Vaishali: So, there’s Raga Desh, then Mirabai ki Malhar. Then Manj Khamaj, Darbari Kanada as well. The bhajans were actually done before the film was even shot because he (Anirban) wanted the actors to perform on those bhajans.
A still from Anubhuti.
You interweave your film with Pahadi and Kangra paintings, and Mughal miniature paintings that show Meera and Radha together. It reminded me a little of Amit Dutta’s film Nainsukh (2010). Was his style of filmmaking or that of others an inspiration?
Amit Dutta is, of course, a filmmaker who would surprise you with every new project of his. It’s difficult to define him. I’m fond of his films. And I’m a tremendous fan of Mani Kaul. His films resonate with me, Duvidha (1973), Siddheswari (1989), and Nazar (1991) especially is a very special film. I like the cinema of Mrinal Sen, Ritwik Ghatak, G Aravindan, John Abraham I and Kumar Shahani, I love Shahani’s Char Adhyay (1997). The kind of poetry, gesture-driven production design that he used was really wonderful. I also really like Abbas Kiarostami’s style, for his wholesome approach to all medium of art, his approach to see life and death. He himself was a great painter and poet. He had an entire different synergy to go back to his characters, time and time again, in new films and show the same landscape in different time periods, in different productions…only a master can think of it. But I try to create my own voice. Before making/writing a film, I don’t like to watch a lot of films. I’d simply watch Mr Bean on loop, or Friends, which doesn’t leave any artistic and lasting impression on my mind.

......

**Task objective**:
Decide whether each statement below agrees with the interview above. For each, answer yes or no and quote the words of the interview that decide it.
1. The bhajans were recorded after the film had been shot.
2. Nazar (1991) is called a very special film.
3. Before making or writing a film, the speaker likes to watch a lot of films.

......

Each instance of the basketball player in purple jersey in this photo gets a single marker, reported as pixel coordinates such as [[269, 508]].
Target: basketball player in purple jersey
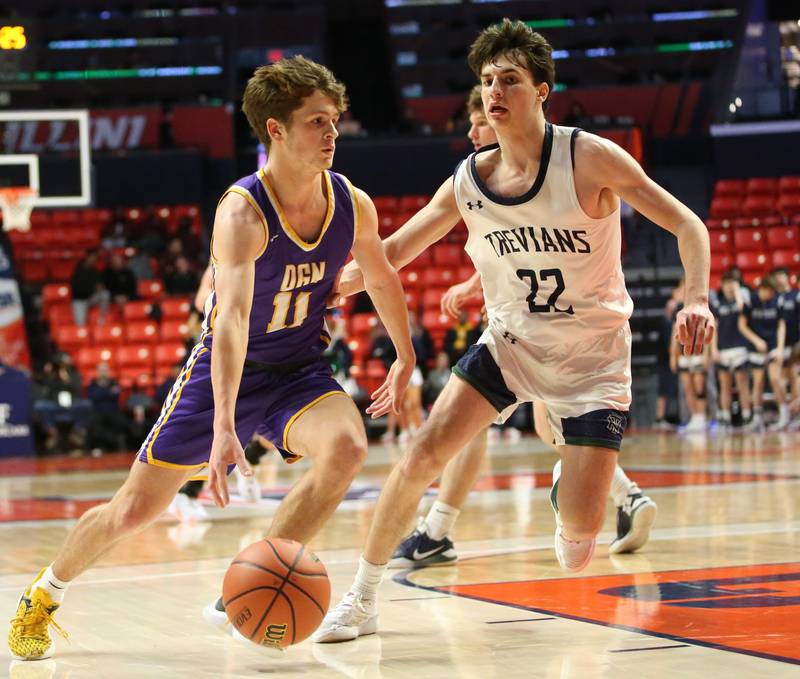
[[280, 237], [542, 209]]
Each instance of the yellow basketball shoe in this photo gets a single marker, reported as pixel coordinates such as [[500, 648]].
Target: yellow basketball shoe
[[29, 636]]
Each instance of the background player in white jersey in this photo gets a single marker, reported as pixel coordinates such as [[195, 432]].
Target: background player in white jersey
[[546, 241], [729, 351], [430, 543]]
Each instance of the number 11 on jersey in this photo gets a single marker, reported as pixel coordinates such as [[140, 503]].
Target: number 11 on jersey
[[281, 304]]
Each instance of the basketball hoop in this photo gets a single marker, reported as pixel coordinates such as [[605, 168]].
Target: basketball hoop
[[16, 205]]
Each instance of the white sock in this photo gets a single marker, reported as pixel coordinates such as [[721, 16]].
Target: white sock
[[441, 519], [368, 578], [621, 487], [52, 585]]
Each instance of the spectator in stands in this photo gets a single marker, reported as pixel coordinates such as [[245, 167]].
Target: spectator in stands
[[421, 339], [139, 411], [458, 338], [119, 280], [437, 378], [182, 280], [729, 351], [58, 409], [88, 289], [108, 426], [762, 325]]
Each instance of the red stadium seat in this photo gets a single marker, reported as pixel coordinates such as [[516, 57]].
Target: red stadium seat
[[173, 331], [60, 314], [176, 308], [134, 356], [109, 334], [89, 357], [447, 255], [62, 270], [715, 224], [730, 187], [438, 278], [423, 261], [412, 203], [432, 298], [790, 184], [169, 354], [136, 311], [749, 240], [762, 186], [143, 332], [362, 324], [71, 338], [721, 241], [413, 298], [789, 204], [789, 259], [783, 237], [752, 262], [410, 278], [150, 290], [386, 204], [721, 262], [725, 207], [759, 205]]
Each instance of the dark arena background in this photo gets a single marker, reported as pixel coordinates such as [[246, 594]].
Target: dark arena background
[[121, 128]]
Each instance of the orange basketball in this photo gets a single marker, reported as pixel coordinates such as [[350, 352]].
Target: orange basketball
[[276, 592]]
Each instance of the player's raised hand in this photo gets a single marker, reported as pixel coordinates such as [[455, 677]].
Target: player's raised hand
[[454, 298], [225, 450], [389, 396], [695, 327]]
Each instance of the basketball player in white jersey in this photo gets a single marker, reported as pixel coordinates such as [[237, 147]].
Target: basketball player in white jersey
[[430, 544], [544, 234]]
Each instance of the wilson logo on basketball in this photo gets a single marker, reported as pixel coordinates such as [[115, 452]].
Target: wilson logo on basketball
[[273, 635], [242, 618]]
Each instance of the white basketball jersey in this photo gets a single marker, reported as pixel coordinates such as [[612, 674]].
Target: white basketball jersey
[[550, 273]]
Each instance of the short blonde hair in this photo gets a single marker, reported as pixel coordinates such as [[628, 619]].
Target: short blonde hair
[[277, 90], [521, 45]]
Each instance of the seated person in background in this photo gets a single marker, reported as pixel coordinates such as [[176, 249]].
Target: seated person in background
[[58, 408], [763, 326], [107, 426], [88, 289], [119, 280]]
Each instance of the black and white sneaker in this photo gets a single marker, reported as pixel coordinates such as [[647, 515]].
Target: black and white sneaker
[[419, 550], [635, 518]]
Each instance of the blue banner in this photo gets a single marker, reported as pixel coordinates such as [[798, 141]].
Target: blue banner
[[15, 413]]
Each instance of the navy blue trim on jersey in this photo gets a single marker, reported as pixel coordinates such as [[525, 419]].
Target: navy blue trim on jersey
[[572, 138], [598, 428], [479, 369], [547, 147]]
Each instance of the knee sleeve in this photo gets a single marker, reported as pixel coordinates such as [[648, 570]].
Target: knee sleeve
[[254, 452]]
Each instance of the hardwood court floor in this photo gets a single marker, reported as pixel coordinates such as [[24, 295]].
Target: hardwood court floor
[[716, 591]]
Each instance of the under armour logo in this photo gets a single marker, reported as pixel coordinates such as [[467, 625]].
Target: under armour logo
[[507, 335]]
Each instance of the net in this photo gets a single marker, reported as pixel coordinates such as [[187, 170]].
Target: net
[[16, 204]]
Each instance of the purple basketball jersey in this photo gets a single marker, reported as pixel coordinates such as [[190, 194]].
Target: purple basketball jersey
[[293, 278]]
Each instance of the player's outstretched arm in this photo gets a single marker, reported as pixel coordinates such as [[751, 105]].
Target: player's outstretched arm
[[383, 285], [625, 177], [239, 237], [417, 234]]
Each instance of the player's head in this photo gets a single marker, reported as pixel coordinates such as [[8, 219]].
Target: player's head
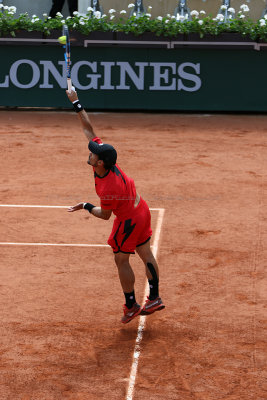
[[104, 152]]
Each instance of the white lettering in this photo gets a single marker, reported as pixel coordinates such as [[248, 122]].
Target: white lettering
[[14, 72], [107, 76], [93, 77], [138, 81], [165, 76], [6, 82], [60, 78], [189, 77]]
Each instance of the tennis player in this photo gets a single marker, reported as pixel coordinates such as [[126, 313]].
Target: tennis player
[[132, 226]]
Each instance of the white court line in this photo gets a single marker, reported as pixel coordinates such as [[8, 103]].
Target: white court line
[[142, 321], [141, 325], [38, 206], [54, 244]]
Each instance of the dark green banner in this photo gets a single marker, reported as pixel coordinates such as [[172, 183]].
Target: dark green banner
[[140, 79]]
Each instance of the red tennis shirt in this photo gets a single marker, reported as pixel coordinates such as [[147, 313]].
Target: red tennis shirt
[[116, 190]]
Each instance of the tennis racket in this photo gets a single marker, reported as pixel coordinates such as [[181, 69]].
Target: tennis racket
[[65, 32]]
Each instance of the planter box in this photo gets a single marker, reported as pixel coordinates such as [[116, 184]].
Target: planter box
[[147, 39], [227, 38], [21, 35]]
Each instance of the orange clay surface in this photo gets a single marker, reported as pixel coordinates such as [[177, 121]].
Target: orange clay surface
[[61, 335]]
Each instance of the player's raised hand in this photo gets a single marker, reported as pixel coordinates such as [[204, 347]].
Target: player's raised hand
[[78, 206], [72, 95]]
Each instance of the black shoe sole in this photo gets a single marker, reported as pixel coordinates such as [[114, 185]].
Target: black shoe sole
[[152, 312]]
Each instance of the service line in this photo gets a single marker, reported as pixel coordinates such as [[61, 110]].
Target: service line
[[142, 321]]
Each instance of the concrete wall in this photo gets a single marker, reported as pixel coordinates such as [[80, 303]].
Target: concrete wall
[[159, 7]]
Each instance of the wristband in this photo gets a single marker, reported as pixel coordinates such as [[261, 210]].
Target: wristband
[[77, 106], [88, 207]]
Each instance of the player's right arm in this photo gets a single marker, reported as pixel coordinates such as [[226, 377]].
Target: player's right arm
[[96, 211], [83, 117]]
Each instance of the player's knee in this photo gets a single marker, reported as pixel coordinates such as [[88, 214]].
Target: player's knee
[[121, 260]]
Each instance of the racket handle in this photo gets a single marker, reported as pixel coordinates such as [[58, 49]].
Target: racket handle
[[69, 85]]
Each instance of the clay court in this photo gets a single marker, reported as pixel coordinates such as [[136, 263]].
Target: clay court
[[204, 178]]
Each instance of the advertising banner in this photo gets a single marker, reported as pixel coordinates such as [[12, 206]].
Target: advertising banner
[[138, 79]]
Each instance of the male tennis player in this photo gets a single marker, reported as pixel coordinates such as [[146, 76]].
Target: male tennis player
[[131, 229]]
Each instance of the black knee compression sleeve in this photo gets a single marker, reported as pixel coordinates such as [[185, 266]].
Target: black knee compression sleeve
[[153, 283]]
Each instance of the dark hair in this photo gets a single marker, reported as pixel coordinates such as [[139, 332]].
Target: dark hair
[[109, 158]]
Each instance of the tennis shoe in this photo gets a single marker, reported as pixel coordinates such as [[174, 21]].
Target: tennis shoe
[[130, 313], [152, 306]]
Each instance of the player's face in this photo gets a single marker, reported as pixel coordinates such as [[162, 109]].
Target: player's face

......

**Your response**:
1. No: "The bhajans were actually done before the film was even shot"
2. Yes: "Nazar (1991) especially is a very special film"
3. No: "Before making/writing a film, I don’t like to watch a lot of films."